• **Provided passage**
The Fire Of
Sixty Guns Was Concentrated For A Couple Of Hours Upon A Position
Only A Few Hundred Yards In Diameter.
In this infernal fire, which
left the rocks yellow with lyddite, the survivors still waited
grimly for the advance of the infantry.
No finer defence was made
in the war. The attack was carried out across an open glacis by the
2nd Rifle Brigade and by the Inniskilling Fusiliers, the men of
Pieter's Hill. Through a deadly fire the gallant infantry swept
over the position, though Metcalfe, the brave colonel of the
Rifles, with eight other officers, and seventy men were killed or
wounded. Lysley, Steward, and Campbell were all killed in leading
their companies, but they could not have met their deaths upon an
occasion more honourable to their battalion. Great credit must also
be given to A and B companies of the Inniskilling Fusiliers, who
were actually the first over the Boer position. The cessation of
the artillery fire was admirably timed. It was sustained up to the
last possible instant. 'As it was,' said the captain of the leading
company, 'a 94-pound shell burst about thirty yards in front of the
right of our lot. The smell of the lyddite was awful.' A pom-pom
and twenty prisoners, including the commander of the police, were
the trophies of the day. An outwork of the Boer position had been
carried, and the rumour of defeat and disaster had already spread
through their ranks. Braver men than the burghers have never lived,
but they had reached the limits of human endurance, and a long
experience of defeat in the field had weakened their nerve and
lessened their morale. They were no longer men of the same fibre as
those who had crept up to the trenches of Spion Kop, or faced the
lean warriors of Ladysmith on that grim January morning at Caesar's
Camp. Dutch tenacity would not allow them to surrender, and yet
they realised how hopeless was the fight in which they were
engaged. Nearly fifteen thousand of their best men were prisoners,
ten thousand at the least had returned to their farms and taken the
oath. Another ten had been killed, wounded, or incapacitated. Most
of the European mercenaries had left; they held only the ultimate
corner of their own country, they had lost their grip upon the
railway line, and their supply of stores and of ammunition was
dwindling. To such a pass had eleven months of war reduced that
formidable army who had so confidently advanced to the conquest of
South Africa.

Bounding-box records

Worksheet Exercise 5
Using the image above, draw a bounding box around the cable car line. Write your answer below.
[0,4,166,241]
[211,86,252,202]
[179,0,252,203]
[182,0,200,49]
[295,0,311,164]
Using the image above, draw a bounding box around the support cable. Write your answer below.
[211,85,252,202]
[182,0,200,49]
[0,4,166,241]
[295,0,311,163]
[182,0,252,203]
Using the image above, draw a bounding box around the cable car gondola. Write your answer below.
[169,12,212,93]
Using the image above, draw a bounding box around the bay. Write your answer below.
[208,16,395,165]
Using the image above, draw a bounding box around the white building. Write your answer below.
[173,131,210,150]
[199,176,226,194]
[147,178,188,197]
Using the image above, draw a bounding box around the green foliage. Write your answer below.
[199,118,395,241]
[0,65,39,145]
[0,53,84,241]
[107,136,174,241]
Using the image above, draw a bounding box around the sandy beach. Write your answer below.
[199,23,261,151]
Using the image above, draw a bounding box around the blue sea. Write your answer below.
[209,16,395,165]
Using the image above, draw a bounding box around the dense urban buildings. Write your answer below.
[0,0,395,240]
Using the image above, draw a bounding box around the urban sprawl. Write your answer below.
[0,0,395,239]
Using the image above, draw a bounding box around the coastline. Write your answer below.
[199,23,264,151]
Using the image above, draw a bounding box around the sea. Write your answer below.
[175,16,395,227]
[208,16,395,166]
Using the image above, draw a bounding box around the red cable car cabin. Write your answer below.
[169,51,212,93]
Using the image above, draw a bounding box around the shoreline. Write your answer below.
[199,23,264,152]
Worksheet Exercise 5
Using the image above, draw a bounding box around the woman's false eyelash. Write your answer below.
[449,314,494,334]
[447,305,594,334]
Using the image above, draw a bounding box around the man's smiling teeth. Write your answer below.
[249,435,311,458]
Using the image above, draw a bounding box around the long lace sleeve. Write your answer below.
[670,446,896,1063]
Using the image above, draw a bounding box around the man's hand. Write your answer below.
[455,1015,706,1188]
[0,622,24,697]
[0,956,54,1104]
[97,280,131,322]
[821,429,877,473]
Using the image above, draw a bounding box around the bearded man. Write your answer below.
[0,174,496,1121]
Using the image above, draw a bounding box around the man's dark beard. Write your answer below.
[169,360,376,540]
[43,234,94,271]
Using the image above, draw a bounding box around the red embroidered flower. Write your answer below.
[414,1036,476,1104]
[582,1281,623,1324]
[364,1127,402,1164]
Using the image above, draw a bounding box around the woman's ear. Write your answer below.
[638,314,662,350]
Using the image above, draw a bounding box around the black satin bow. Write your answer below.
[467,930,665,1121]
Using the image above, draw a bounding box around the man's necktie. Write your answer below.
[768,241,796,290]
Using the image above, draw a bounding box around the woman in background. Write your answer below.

• **What this task involves**
Carry the account of the infantry assault on the Boer position forward from its final sentence.

• **Result**
While Buller had established himself firmly upon the left of the
Boer position, Pole-Carew had moved forward to the north of the
railway line, and French had advanced as far as Swart Kopjes upon
the Boer right. These operations on August 26th and 27th were met
with some resistance, and entailed a loss of forty or fifty killed
and wounded; but it soon became evident that the punishment which
they had received at Bergendal had taken the fight out of the
Boers, and that this formidable position was to be abandoned as the
others had been. On the 28th the burghers were retreating, and
Machadodorp, where Kruger had sat so long in his railway carriage,
protesting that he would eventually move west and not east, was
occupied by Buller. French, moving on a more northerly route,
entered Watervalonder with his cavalry upon the same date, driving
a small Boer force before him. Amid rain and mist the British
columns were pushing rapidly forwards, but still the burghers held
together, and still their artillery was uncaptured. The retirement
was swift, but it was not yet a rout.
On the 30th the British cavalry were within touch of Nooitgedacht,
and saw a glad sight in a long trail of ragged men who were
hurrying in their direction along the railway line. They were the
British prisoners, eighteen hundred in number, half of whom had
been brought from Waterval when Pretoria was captured, while the
other half represented the men who had been sent from the south by
De Wet, or from the west by De la Rey. Much allowance must be made
for the treatment of prisoners by a belligerent who is himself
short of food, but nothing can excuse the harshness which the Boers
showed to the Colonials who fell into their power, or the callous
neglect of the sick prisoners at Waterval. It is a humiliating but
an interesting fact that from first to last no fewer than seven
thousand of our men passed into their power, all of whom were now
recovered save some sixty officers, who had been carried off by
them in their flight.
On September 1st Lord Roberts showed his sense of the decisive
nature of these recent operations by publishing the proclamation
which had been issued as early as July 4th, by which the Transvaal
became a portion of the British Empire. On the same day General
Buller, who had ceased to advance to the east and retraced his
steps as far as Helvetia, began his northerly movement in the
direction of Lydenburg, which is nearly fifty miles to the north of
the railway line. On that date his force made a march of fourteen
miles, which brought them over the Crocodile River to Badfontein.
Here, on September 2nd, Buller found that the indomitable Botha was
still turning back upon him, for he was faced by so heavy a shell
fire, coming from so formidable a position, that he had to be
content to wait in front of it until some other column should
outflank it. The days of unnecessary frontal attacks were for ever
over, and his force, though ready for anything which might be asked
of it, had gone through a good deal in the recent operations. Since
August 21st they had been under fire almost every day, and their
losses, though never great on any one occasion, amounted in the
aggregate during that time to 365.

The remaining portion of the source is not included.